### EXTRACT PROVIDED
The startup sector has been rife with activity and 2017 looks to be another banner year. A total of $69.1 billion was invested in startups in 2016 and the number is expected to be even higher for 2017. Global seed and angel deal volume touched $2.21 BLN in Q2 2017, up 16.3% from the Q2 2016 figure, with a total of 3,715 deals closed.
Despite a lot of talk of how the tech sector is disrupting established industries, no one is talking about how the tech sector is completely overdue for disruption itself. We have been researching this sector closely to give you the most promising potential investments candidates. The ones that can literally multiply your capital manifold and secure your financial future. Because startup investing is profitable. Incredibly so.
Research shows that on average angel investors make 2.5x times their money on any given seed investment. Venture Capital firms, which invest after the initial seed stage, on average make 3.8x times their investment. But what is interesting is that most of these returns are generated at the Series A stage, when startups are still young and small. Seed investments that are kept until exit generate on average a massive 644% gain.

### TASKS FOR THIS EXERCISE
(1) List every average return figure that the startup investing text gives, noting what each one applies to.
(2) In the startup investing text, how many seed and angel deals closed in Q2 2017?
(3) Extend the startup investing text with another paragraph that picks up right after its last sentence.

### SOURCE EXCERPT
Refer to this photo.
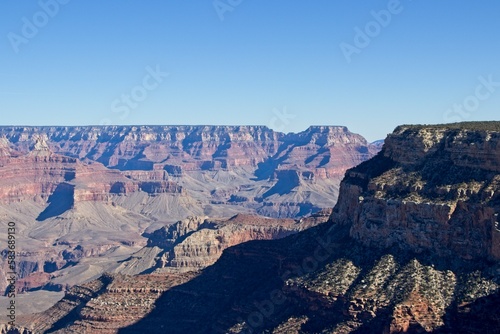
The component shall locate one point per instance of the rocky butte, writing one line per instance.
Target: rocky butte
(412, 246)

### EXERCISE RESPONSES
(1)
- 2.5x: what angel investors make on a given seed investment
- 3.8x: what Venture Capital firms make on their investment
- 644% gain: seed investments held until exit

(2) 3,715 deals.

(3)
There are a couple of problems with this picture. First of all, financing startups remains predominantly the domain of:
- Venture capital funds
- Seed funds
- Angel investors
This has partially changed as the Securities and Exchange Commission (SEC) now allows startups to raise up to $1 million in a 12-month period through crowdfunding. Crowdfunding has nevertheless failed to loosen the grip of institutional startup investing. Equity-based crowd-funding provided only 15.6% of total UK seed and venture stage equity investment in 2015.
The second problem is that seed and VC investing is almost never liquid. The only way an investor can get out with a profit is 1) by selling to another investor or 2) via an IPO. In many cases, it can take angel investors 5 years and VC investors up to 8 years to get their money out.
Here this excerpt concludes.